--- START OF EXERCISE MATERIALS ---

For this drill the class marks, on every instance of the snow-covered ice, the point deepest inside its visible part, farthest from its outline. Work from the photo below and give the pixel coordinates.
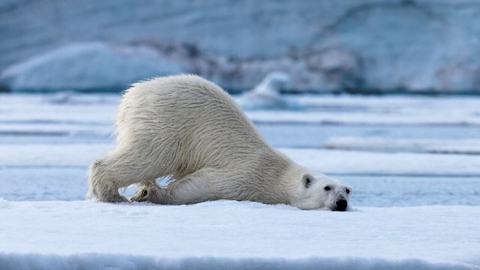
(413, 163)
(431, 237)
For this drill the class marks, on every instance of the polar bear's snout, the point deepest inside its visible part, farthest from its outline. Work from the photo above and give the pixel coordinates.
(341, 204)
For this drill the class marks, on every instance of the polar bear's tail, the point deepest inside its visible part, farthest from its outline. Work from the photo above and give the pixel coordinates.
(94, 175)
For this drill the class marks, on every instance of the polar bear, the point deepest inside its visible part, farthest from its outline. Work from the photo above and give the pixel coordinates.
(189, 129)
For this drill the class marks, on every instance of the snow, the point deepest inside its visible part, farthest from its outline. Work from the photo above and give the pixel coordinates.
(249, 232)
(419, 145)
(413, 163)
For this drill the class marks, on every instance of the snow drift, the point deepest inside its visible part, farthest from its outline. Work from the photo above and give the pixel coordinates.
(215, 235)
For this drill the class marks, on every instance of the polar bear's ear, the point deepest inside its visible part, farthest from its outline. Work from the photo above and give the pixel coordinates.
(307, 180)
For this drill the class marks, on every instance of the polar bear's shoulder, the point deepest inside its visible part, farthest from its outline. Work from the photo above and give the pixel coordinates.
(177, 82)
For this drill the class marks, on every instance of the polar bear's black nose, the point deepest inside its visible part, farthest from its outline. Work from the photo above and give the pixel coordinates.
(341, 205)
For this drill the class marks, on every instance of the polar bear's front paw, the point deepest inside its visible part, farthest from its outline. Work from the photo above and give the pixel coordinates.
(141, 195)
(147, 193)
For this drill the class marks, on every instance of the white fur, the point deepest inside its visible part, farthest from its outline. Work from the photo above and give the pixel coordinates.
(189, 129)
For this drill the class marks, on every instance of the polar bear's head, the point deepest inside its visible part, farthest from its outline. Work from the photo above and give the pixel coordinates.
(319, 191)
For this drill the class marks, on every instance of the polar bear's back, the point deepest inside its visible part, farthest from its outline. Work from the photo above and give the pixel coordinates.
(188, 118)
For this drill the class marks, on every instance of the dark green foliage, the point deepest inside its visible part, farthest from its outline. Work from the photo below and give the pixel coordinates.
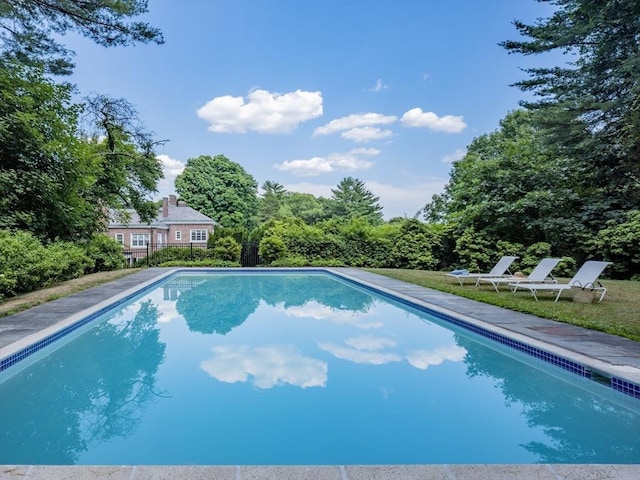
(29, 30)
(589, 106)
(209, 262)
(220, 189)
(26, 264)
(183, 253)
(412, 247)
(362, 245)
(105, 252)
(619, 242)
(239, 234)
(351, 199)
(272, 248)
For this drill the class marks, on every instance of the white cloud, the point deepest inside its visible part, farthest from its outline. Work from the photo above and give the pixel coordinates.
(379, 86)
(269, 366)
(265, 112)
(171, 168)
(350, 161)
(359, 356)
(366, 134)
(449, 123)
(455, 156)
(422, 359)
(354, 121)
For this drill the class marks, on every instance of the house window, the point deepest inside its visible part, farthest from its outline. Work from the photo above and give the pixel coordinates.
(198, 235)
(139, 239)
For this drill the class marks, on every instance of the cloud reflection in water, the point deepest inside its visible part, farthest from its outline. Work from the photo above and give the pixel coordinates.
(270, 366)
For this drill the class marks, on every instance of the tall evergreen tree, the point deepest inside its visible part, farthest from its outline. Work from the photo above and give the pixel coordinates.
(590, 105)
(352, 199)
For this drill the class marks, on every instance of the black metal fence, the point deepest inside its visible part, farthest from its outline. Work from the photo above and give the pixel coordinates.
(158, 253)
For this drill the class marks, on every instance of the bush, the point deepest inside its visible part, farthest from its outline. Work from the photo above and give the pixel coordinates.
(293, 261)
(27, 265)
(271, 249)
(106, 254)
(210, 262)
(226, 248)
(619, 243)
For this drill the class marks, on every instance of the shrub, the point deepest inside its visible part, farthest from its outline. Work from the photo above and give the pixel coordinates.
(227, 248)
(106, 254)
(293, 261)
(209, 262)
(271, 249)
(619, 243)
(27, 265)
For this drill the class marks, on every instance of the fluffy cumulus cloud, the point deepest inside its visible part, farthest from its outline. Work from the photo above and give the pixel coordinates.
(455, 156)
(366, 134)
(422, 359)
(268, 366)
(171, 168)
(262, 111)
(379, 86)
(341, 162)
(419, 119)
(354, 121)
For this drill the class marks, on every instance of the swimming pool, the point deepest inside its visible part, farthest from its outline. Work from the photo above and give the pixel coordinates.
(299, 369)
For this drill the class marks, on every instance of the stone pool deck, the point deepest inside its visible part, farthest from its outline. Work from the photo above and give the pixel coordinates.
(605, 354)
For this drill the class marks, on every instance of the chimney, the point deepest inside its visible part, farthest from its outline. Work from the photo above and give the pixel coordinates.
(165, 207)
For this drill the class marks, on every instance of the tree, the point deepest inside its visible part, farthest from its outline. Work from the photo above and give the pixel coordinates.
(127, 168)
(41, 175)
(508, 187)
(219, 188)
(305, 206)
(28, 29)
(351, 199)
(271, 201)
(590, 106)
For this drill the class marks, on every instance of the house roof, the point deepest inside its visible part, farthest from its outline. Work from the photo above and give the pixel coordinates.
(176, 215)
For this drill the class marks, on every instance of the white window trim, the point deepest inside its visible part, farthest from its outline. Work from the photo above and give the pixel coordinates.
(192, 231)
(146, 239)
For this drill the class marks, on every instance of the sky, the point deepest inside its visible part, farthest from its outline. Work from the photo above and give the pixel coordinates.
(308, 92)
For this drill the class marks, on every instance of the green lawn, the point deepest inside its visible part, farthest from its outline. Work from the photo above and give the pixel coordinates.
(618, 313)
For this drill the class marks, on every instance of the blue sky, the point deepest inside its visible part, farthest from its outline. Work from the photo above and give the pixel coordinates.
(307, 92)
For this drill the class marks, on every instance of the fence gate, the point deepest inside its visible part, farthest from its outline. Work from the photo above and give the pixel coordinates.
(249, 256)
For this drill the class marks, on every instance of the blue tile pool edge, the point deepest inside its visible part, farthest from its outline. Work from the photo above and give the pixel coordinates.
(619, 384)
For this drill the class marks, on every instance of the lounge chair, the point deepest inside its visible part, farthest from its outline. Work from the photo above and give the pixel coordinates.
(585, 278)
(540, 274)
(497, 271)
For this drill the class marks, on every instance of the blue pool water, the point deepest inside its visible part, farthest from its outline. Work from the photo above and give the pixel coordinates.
(296, 368)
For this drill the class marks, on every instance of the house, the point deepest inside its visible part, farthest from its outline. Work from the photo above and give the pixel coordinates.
(176, 224)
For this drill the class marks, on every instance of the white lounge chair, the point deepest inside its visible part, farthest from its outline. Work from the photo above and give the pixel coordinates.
(497, 271)
(540, 274)
(585, 278)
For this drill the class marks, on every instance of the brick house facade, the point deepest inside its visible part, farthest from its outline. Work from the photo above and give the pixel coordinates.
(176, 223)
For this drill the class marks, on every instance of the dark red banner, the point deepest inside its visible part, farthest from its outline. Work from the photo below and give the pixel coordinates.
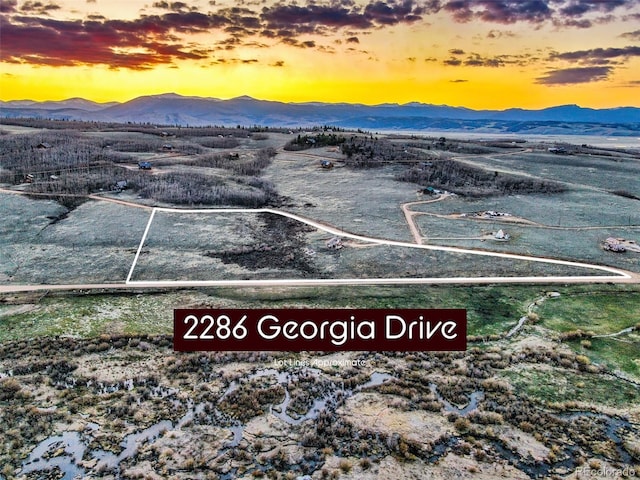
(324, 330)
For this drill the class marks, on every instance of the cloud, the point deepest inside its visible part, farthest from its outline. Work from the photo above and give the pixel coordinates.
(569, 76)
(500, 34)
(322, 18)
(581, 7)
(597, 55)
(452, 62)
(174, 6)
(569, 13)
(39, 7)
(505, 12)
(137, 45)
(476, 60)
(635, 35)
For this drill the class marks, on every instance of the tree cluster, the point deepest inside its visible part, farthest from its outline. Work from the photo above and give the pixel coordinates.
(468, 180)
(305, 142)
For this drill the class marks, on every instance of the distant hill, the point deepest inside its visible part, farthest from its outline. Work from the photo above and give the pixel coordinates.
(173, 109)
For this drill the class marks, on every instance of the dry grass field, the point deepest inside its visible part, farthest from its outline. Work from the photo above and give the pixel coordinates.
(91, 387)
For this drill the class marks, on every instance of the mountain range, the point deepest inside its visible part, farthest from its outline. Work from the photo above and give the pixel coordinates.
(173, 109)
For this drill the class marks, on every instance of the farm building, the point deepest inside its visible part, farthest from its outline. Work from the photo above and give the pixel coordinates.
(334, 243)
(119, 186)
(326, 164)
(614, 245)
(501, 235)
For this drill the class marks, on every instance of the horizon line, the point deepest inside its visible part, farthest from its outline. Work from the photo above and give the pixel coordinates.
(416, 102)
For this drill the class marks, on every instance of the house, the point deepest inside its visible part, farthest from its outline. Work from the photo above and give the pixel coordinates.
(326, 164)
(614, 245)
(334, 243)
(557, 150)
(501, 235)
(429, 191)
(119, 186)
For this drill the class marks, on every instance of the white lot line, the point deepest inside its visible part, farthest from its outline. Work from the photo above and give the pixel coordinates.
(618, 275)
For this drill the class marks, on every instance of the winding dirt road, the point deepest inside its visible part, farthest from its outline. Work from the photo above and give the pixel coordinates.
(611, 274)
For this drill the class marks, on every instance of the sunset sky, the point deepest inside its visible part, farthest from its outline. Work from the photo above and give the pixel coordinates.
(493, 54)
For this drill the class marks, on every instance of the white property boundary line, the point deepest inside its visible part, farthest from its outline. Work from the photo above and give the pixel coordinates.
(618, 274)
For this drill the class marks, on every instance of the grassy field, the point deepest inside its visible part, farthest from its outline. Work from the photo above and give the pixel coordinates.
(560, 386)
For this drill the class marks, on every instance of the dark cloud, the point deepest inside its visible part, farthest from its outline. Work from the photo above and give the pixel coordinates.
(635, 35)
(506, 11)
(116, 43)
(324, 18)
(174, 6)
(8, 6)
(580, 7)
(568, 13)
(476, 60)
(39, 7)
(500, 34)
(568, 76)
(597, 55)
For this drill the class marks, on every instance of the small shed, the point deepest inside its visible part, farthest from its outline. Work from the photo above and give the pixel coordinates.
(501, 235)
(119, 186)
(614, 245)
(334, 243)
(327, 164)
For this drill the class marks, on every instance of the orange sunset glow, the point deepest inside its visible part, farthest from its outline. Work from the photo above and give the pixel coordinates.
(478, 54)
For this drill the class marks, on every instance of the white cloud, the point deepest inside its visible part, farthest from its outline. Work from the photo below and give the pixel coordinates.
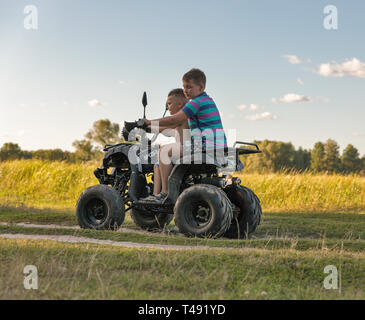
(255, 107)
(95, 103)
(292, 59)
(242, 107)
(293, 97)
(261, 116)
(351, 68)
(251, 107)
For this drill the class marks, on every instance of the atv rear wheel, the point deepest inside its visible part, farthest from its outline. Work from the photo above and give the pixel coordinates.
(203, 210)
(150, 221)
(100, 207)
(248, 214)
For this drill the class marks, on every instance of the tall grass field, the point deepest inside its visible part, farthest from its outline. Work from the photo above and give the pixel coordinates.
(57, 185)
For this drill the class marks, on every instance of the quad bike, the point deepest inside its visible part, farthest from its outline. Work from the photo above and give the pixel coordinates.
(204, 200)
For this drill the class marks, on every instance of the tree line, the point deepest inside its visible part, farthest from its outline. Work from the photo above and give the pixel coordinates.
(276, 155)
(324, 157)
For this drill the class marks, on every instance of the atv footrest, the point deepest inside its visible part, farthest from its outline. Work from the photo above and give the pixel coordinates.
(147, 205)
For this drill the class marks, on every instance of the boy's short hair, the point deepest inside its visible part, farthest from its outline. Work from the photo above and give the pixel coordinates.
(196, 75)
(177, 92)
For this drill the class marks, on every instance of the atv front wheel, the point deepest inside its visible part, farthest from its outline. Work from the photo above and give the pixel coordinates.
(100, 207)
(248, 214)
(203, 210)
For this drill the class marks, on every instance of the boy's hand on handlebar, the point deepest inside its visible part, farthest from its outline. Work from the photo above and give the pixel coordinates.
(147, 122)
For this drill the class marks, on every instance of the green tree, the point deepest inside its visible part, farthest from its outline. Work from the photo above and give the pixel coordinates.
(302, 159)
(318, 157)
(10, 151)
(84, 150)
(332, 160)
(350, 159)
(103, 132)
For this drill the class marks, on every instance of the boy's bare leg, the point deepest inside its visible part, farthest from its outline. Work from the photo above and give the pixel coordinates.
(156, 180)
(165, 163)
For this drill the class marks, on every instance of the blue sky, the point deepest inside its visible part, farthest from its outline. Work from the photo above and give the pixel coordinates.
(91, 60)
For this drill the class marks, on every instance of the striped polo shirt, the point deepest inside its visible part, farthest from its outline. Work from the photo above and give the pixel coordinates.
(204, 121)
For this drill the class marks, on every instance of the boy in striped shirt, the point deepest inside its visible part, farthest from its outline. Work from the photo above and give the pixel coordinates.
(204, 122)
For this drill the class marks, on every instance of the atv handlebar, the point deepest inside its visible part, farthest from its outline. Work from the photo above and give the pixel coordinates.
(245, 150)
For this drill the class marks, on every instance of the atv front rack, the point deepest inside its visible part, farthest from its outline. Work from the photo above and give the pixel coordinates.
(246, 150)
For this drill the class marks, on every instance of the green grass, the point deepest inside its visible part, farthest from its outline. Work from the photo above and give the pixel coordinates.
(87, 271)
(309, 221)
(57, 185)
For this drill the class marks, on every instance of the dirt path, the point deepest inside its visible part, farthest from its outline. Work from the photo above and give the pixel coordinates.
(173, 230)
(127, 244)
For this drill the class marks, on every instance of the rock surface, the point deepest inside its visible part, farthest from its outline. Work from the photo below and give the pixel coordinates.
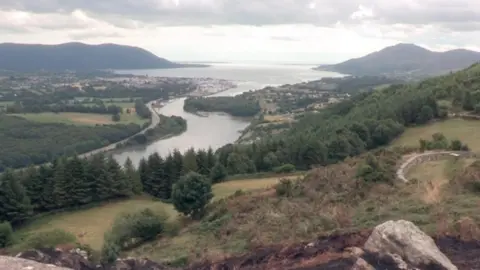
(406, 240)
(12, 263)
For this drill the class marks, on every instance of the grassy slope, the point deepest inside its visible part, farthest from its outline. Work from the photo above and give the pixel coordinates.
(96, 221)
(465, 130)
(333, 199)
(81, 118)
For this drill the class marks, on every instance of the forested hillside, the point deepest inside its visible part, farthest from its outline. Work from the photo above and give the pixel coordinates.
(235, 106)
(25, 142)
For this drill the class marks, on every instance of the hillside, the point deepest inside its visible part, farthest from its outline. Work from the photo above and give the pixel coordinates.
(406, 60)
(79, 56)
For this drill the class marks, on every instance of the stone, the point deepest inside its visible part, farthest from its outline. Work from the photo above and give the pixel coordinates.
(15, 263)
(406, 240)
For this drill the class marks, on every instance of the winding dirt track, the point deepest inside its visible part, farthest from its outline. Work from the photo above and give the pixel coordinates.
(424, 157)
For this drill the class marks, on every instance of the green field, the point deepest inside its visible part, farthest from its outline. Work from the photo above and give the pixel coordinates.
(90, 225)
(465, 130)
(81, 118)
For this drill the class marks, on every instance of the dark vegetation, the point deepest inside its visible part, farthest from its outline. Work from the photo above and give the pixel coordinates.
(168, 126)
(406, 60)
(25, 142)
(235, 106)
(79, 56)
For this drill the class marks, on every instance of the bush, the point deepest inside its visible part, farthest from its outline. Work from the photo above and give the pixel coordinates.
(6, 234)
(49, 239)
(132, 228)
(287, 188)
(191, 194)
(286, 168)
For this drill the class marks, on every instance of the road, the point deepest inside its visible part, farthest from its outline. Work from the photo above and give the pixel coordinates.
(425, 157)
(155, 120)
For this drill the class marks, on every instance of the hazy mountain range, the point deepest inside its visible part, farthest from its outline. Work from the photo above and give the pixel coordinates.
(406, 60)
(79, 56)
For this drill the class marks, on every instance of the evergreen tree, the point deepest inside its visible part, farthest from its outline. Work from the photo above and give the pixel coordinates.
(218, 173)
(15, 205)
(133, 176)
(81, 189)
(34, 185)
(61, 185)
(191, 194)
(156, 180)
(121, 185)
(144, 172)
(47, 200)
(211, 159)
(190, 161)
(177, 165)
(202, 162)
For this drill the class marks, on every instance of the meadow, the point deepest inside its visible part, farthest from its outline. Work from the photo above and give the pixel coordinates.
(465, 130)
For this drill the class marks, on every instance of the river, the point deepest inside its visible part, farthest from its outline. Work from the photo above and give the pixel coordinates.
(217, 129)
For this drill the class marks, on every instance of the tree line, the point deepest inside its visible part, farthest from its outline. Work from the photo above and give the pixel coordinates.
(236, 106)
(26, 142)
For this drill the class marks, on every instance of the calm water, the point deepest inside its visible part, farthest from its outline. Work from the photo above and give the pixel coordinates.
(217, 130)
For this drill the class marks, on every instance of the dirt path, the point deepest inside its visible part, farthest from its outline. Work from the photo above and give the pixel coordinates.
(419, 158)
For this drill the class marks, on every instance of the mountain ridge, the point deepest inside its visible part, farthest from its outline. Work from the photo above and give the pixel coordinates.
(405, 60)
(80, 56)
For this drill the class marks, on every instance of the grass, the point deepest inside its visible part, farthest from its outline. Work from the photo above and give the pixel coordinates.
(90, 225)
(80, 118)
(465, 130)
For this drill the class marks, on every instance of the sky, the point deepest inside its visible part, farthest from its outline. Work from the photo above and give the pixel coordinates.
(288, 31)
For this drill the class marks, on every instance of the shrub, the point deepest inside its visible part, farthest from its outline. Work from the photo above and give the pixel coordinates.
(286, 168)
(6, 234)
(132, 228)
(50, 239)
(191, 194)
(288, 188)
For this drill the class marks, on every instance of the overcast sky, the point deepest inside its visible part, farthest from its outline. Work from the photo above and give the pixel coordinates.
(314, 31)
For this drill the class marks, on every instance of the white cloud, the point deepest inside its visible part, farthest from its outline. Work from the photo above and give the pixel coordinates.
(296, 30)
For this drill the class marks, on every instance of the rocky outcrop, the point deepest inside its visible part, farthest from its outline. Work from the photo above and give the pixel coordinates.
(393, 245)
(76, 260)
(406, 241)
(12, 263)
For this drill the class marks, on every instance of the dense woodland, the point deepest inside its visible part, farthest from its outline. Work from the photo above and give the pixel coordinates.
(235, 106)
(25, 142)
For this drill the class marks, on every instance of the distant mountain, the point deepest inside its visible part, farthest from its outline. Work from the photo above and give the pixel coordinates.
(79, 56)
(406, 60)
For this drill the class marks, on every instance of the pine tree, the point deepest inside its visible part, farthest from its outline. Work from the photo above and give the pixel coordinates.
(190, 161)
(144, 172)
(157, 177)
(81, 190)
(101, 179)
(61, 186)
(121, 187)
(47, 200)
(133, 176)
(202, 162)
(177, 164)
(15, 205)
(34, 185)
(211, 159)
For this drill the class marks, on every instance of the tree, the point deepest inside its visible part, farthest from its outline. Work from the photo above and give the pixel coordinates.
(121, 187)
(81, 189)
(133, 177)
(15, 205)
(190, 161)
(116, 117)
(203, 163)
(191, 194)
(61, 185)
(425, 115)
(218, 173)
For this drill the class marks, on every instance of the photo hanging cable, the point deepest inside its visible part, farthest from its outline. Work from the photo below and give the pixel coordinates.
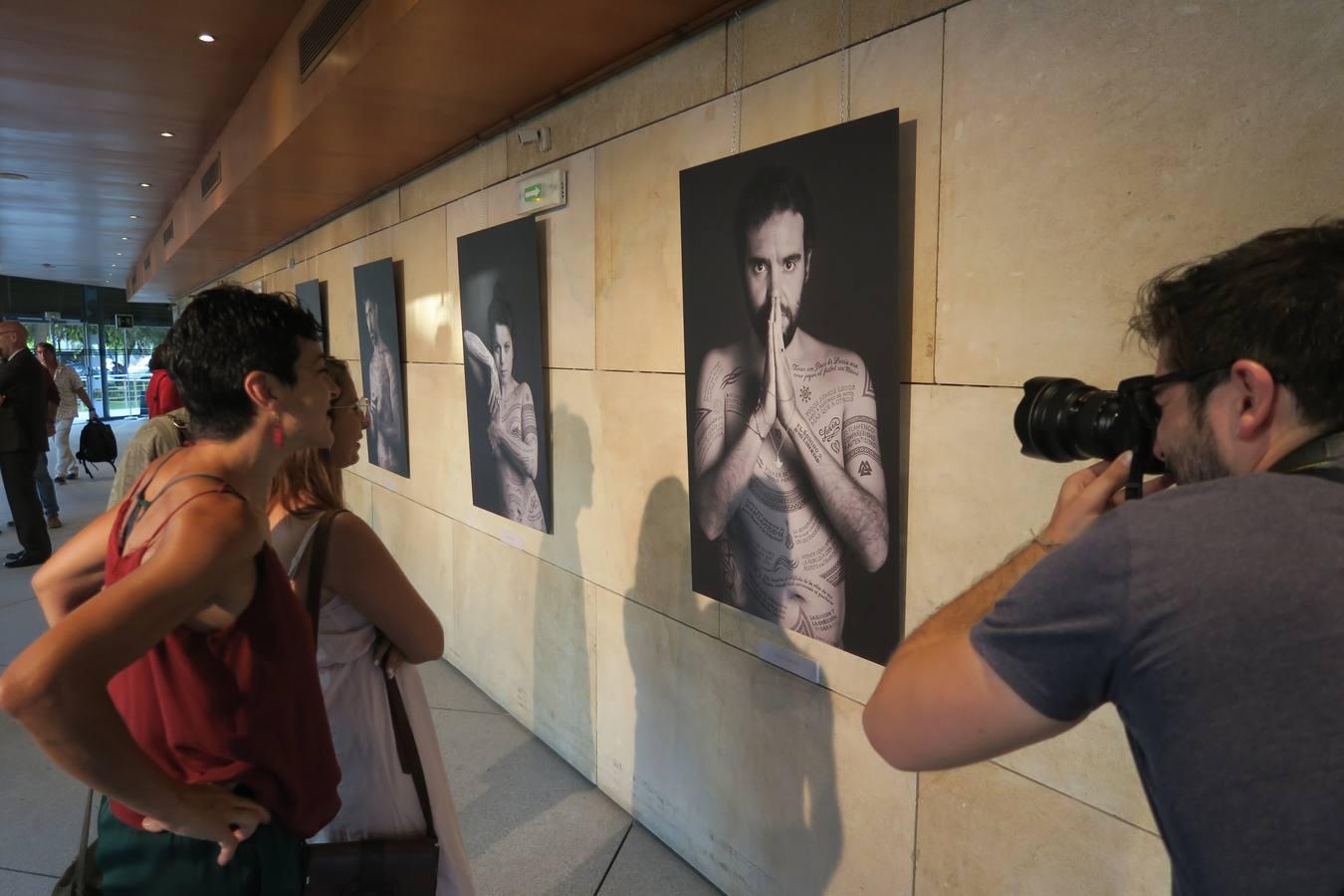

--- END OF EXERCISE MATERIALS ---

[GIVEN PROBLEM]:
Gather every line of the records above that contains the word "hillside", treating uppercase and lowercase letters as different.

[CORRECT RESULT]:
For this drill the class marks, on every instance of the forested hillside, the point deepest inside its visible part, farthest from its outline. Work from the photo above and give the pixel coordinates.
For this drill the class marks, on every instance of the hillside, the point deepest inside its visible part, farthest from its outline. Work from the photo above and give the pixel coordinates.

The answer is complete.